OBJECTIVE: Give the records again from the line containing "of the asphalt" through the line containing "[[446, 519], [864, 472], [643, 490], [27, 538], [684, 503]]", with "set one pin" changed to "place one point" everywhere in that stretch and nothing else altered.
****************************************
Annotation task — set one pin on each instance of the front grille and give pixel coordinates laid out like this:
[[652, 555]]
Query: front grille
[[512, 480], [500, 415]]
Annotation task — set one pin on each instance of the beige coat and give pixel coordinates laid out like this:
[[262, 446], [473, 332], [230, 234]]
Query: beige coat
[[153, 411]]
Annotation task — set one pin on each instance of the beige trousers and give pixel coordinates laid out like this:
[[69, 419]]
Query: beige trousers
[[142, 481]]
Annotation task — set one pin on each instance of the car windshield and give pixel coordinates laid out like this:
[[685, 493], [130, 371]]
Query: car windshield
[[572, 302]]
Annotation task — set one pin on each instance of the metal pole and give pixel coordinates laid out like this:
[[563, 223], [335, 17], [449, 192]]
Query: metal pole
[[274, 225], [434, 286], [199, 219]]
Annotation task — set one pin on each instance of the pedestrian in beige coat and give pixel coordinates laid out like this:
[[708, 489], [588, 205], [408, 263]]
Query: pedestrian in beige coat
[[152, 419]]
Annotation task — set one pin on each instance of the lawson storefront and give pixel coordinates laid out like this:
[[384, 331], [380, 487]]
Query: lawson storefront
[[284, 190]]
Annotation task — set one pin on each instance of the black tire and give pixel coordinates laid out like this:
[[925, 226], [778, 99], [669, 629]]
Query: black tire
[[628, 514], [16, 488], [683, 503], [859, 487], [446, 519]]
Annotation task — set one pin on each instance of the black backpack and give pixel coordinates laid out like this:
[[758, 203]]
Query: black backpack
****************************************
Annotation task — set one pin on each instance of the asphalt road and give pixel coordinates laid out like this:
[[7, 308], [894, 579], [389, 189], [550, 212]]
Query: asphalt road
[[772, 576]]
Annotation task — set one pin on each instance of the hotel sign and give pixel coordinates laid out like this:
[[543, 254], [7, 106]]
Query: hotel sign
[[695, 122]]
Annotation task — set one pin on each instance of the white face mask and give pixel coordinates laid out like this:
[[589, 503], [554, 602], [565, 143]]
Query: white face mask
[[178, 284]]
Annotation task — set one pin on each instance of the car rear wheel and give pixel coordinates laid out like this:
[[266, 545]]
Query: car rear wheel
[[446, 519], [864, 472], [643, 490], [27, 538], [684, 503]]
****************************************
THE COMPLETED TASK:
Annotation task — place one point on each instance of the asphalt road and give pixel coordinates laid out like this:
[[7, 308], [894, 579], [389, 189], [550, 212]]
Query: asphalt road
[[772, 576]]
Annotation task — place one point on each instance of the hotel sign and give pixel coordinates laid out like this:
[[543, 254], [7, 106]]
Query: hotel sign
[[695, 122]]
Annotation task — place one point on each instance of the white face mask and give pixel coordinates laid out like this:
[[589, 503], [554, 602], [565, 143]]
Query: white face mask
[[178, 284]]
Annotation task — place one point on each instance of the car rear wheel and give pixel coordinates laid out like this:
[[266, 545]]
Query: car rear wheel
[[446, 519], [864, 472], [643, 490], [27, 538], [684, 503]]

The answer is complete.